**WHAT YOU SHOULD DO:** Word for word, restate the records from their first line through the line with "What to detect: reflection in water", both ends included; omit each picture.

**PROVIDED DATA:**
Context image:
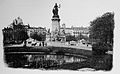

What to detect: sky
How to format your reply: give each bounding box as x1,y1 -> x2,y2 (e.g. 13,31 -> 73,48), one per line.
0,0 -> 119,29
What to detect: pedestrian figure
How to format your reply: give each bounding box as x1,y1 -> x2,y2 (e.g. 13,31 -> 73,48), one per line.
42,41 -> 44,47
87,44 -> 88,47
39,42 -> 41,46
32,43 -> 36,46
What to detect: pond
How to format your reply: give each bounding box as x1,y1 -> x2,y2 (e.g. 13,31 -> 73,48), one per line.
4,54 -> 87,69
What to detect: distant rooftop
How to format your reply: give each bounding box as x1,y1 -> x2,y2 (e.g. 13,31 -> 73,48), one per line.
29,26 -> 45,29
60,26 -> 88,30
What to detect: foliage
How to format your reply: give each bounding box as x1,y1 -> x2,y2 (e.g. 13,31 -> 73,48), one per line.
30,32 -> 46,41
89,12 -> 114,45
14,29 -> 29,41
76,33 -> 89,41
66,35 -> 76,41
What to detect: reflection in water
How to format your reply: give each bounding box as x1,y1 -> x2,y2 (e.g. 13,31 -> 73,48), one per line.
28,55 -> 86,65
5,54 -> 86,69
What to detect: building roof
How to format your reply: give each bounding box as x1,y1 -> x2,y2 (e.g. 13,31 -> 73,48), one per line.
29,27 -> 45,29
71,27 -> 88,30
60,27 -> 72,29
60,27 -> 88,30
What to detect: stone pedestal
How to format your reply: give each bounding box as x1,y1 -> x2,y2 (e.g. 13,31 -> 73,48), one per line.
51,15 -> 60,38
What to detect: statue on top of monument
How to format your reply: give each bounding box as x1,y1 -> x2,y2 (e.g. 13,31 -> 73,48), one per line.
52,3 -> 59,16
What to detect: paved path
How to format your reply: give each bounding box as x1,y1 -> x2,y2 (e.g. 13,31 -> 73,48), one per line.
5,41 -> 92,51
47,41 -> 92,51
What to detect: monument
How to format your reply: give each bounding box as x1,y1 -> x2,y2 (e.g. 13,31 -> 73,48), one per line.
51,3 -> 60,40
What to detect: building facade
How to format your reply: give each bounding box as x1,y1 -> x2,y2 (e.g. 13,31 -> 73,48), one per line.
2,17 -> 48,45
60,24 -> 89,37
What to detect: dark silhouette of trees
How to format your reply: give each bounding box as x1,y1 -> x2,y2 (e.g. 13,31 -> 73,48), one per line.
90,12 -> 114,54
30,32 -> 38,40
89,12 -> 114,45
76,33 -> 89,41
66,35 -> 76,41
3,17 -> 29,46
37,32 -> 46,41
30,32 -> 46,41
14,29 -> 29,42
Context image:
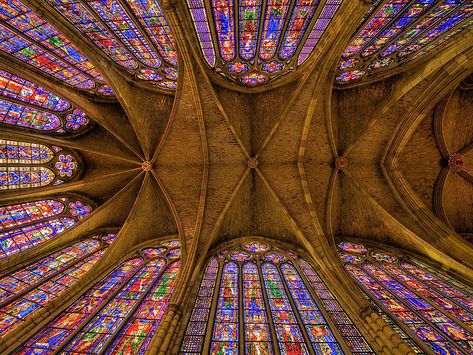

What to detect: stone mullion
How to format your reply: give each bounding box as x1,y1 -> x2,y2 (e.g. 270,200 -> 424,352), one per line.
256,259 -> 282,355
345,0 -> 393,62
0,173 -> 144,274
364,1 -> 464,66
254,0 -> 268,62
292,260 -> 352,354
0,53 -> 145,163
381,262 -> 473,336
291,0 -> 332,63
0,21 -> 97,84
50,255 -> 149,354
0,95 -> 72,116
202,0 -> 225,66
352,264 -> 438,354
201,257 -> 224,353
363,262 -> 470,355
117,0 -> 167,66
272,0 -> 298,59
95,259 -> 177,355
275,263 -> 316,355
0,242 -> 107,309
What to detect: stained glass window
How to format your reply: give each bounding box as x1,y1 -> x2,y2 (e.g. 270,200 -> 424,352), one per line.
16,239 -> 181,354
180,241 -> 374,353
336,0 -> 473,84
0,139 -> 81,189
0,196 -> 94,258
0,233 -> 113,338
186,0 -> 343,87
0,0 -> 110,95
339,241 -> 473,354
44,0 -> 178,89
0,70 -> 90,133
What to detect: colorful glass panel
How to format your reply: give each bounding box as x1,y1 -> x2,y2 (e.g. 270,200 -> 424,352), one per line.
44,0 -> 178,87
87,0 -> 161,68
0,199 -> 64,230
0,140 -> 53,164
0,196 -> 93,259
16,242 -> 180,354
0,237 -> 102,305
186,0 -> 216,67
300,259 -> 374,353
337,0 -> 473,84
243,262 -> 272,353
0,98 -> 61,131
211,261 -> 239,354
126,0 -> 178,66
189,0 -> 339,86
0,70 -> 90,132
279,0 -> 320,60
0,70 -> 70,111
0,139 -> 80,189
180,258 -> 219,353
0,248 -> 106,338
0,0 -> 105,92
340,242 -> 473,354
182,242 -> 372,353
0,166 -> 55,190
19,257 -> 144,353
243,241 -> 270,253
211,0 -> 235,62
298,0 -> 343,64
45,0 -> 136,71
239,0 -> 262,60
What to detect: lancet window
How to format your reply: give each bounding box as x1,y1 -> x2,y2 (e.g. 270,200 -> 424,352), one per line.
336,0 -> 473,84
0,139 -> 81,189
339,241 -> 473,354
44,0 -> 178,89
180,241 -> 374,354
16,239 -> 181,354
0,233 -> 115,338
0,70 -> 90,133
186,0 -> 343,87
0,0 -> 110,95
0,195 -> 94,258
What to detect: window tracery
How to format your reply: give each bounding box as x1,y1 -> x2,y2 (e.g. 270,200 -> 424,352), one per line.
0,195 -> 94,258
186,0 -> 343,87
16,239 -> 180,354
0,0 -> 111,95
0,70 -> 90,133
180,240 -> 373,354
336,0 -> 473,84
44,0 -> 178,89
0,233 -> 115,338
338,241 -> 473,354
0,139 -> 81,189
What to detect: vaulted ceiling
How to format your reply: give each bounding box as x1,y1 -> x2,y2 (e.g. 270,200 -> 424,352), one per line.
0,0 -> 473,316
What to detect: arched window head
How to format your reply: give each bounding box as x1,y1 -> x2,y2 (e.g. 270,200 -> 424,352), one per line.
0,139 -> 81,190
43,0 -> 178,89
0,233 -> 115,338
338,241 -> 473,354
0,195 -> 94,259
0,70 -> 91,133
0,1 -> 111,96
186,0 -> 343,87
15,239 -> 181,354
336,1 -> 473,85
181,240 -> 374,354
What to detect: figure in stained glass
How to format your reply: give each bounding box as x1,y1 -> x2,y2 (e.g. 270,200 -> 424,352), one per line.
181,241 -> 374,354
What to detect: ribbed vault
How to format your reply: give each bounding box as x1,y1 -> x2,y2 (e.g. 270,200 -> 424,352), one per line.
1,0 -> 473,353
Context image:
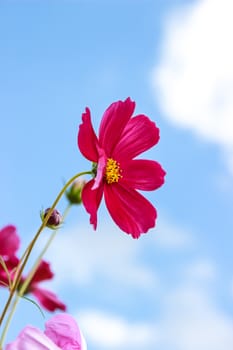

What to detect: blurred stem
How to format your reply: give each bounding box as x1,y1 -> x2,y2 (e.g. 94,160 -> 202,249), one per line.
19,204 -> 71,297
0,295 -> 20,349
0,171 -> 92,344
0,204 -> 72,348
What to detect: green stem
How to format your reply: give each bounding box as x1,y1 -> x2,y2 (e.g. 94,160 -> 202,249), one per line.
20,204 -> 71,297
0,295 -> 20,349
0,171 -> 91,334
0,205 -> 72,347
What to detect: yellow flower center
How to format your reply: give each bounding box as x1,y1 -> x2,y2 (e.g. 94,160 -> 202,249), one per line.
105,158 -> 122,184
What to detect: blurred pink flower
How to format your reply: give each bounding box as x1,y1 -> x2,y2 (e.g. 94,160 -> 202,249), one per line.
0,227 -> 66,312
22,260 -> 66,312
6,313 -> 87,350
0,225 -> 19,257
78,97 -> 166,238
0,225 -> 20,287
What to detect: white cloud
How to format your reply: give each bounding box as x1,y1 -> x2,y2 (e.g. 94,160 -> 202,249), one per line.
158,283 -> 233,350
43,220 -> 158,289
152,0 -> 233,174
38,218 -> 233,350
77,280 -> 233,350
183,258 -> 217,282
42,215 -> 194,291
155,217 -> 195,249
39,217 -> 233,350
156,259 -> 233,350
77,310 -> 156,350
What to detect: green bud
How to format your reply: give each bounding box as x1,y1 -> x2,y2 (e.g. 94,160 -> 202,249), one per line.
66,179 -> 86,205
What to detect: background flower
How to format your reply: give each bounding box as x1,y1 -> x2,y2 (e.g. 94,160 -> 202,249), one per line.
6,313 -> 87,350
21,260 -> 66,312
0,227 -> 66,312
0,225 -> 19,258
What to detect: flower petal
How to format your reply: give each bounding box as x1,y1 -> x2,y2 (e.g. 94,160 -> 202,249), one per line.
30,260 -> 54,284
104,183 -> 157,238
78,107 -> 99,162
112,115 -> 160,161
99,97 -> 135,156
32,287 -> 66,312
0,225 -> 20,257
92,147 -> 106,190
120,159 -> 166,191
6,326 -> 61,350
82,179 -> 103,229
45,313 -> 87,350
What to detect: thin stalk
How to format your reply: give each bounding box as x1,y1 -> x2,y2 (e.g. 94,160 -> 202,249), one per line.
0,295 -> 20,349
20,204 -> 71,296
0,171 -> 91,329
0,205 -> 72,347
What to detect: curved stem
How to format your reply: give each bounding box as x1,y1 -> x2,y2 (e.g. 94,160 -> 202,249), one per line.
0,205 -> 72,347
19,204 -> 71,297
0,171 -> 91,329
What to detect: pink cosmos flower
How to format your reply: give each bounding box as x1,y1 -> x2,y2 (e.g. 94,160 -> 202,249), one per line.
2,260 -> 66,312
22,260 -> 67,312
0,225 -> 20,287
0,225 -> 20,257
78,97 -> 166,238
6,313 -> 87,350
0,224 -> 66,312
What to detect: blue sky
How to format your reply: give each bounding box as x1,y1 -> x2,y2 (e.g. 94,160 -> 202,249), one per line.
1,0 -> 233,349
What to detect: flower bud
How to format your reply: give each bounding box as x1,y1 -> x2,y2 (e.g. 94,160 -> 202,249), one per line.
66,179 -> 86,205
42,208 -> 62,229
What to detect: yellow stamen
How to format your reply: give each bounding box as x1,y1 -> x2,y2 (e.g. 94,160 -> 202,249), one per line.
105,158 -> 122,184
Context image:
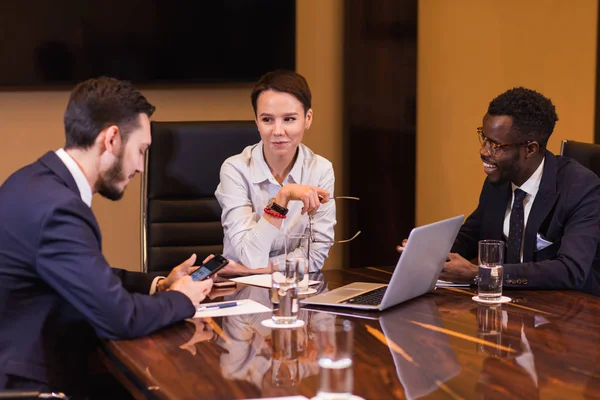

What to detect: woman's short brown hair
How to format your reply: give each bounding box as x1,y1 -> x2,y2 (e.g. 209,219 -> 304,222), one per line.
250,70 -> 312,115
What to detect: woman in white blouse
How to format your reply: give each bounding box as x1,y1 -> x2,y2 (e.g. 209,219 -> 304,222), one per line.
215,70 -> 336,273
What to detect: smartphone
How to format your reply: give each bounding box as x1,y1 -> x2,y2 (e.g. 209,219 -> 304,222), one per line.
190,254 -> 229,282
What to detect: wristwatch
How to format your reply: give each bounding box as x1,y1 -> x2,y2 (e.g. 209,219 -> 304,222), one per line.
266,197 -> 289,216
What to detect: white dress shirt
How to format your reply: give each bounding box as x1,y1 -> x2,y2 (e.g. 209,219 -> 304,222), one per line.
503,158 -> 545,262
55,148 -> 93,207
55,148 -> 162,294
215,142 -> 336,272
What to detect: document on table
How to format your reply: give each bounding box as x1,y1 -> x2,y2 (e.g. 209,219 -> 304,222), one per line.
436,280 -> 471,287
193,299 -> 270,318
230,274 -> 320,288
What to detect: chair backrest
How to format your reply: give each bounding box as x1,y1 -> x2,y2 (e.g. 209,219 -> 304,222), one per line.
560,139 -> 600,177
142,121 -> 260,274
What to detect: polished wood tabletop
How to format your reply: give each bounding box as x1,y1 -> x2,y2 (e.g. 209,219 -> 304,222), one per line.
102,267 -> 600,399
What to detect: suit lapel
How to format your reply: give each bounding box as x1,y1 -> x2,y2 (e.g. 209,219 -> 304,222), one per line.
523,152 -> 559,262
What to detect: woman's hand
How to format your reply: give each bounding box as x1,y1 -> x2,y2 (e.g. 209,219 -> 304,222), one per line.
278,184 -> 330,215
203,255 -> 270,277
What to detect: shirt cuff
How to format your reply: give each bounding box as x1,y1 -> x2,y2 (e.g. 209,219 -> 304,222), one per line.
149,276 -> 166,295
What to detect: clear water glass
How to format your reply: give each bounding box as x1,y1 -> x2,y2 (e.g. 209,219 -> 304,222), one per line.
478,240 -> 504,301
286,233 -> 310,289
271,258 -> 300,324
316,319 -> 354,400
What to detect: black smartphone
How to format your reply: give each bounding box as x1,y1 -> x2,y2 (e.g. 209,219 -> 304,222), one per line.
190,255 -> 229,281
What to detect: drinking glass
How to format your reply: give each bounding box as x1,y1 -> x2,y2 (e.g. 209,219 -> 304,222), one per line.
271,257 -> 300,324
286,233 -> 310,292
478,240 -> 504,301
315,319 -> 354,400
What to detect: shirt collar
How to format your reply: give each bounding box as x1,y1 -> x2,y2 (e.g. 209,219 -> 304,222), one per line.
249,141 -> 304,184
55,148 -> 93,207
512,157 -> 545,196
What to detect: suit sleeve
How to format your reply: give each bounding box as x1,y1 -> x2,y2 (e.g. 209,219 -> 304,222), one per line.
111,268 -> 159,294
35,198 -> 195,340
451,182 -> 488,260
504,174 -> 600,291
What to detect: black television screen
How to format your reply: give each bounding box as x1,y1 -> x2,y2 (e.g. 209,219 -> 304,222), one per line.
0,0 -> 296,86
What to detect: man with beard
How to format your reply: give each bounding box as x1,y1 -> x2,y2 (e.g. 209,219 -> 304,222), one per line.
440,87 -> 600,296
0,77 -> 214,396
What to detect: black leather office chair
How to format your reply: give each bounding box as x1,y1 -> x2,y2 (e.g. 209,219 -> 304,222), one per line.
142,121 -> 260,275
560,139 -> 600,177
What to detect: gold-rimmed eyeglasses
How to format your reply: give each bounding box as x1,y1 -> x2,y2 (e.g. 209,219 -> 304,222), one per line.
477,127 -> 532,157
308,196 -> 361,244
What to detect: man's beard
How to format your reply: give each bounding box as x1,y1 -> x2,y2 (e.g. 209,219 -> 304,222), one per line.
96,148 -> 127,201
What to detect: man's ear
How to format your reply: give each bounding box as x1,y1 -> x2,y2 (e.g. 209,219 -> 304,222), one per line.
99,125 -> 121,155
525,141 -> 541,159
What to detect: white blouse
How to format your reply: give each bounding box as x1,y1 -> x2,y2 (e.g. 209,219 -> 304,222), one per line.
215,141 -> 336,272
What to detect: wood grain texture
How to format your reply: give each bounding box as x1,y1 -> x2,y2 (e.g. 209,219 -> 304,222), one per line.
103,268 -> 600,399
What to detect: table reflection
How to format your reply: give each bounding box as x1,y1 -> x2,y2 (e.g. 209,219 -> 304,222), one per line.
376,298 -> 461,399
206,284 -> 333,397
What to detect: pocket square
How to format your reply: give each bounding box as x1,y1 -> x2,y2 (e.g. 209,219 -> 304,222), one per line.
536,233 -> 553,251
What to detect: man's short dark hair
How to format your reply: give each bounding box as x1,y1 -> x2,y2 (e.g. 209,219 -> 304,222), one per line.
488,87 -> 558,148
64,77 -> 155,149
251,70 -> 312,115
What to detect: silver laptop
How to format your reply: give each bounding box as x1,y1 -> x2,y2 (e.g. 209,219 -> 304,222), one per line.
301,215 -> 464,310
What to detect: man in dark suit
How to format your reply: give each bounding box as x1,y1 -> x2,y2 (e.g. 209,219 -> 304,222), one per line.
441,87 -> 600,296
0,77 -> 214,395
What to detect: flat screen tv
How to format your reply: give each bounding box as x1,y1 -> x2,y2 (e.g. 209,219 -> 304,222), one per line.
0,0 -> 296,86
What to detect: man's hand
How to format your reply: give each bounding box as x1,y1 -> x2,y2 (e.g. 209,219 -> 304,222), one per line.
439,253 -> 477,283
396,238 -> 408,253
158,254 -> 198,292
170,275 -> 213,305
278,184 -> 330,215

**REPLY:**
Context image:

What to detect: sky
How to format your reply: give each bounding box as x1,y1 -> x2,y2 (e.g. 13,31 -> 73,48), one per line.
0,0 -> 119,29
What to detect: pedestrian figure
How to format your reply: give each bounding box as x1,y1 -> x2,y2 (e.g. 13,31 -> 73,48), one per line.
42,41 -> 44,47
87,44 -> 88,47
39,42 -> 41,46
32,43 -> 36,46
What to detect: pond
How to format your reply: give each bounding box as x1,y1 -> x2,y2 (e.g. 13,31 -> 73,48), one per line.
4,54 -> 87,69
What to detect: distant rooftop
How to format your reply: give each bounding box as x1,y1 -> x2,y2 (e.g. 13,31 -> 73,48), one per line.
29,26 -> 45,29
60,26 -> 88,30
What to detect: foliage
How to format your reply: give each bounding box as x1,y1 -> x2,y2 (e.g. 13,31 -> 73,48), one per line.
30,32 -> 46,41
89,12 -> 114,45
14,29 -> 29,41
76,33 -> 89,41
66,35 -> 76,41
What to detect: reflection in water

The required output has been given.